* _Data records_:
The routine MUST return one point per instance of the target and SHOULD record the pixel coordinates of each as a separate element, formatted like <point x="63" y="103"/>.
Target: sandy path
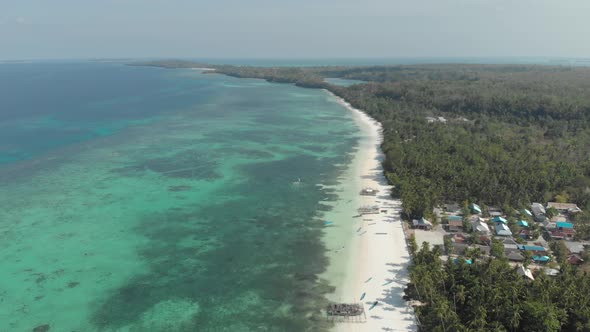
<point x="379" y="259"/>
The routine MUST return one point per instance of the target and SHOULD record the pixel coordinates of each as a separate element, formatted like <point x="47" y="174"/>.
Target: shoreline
<point x="377" y="257"/>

* _Instructions to follow_: Begin with the line that contains "Target: sandy path" and copy every line through the end of the listing, exactly as written, both ends included. Pictures are not part of the copy.

* _Response area_:
Target: sandy path
<point x="379" y="259"/>
The routine MUST return one point per instance of the target and SHOULD record the pixel coordinates of each as a separate element, formatted like <point x="47" y="174"/>.
Target: shoreline
<point x="377" y="257"/>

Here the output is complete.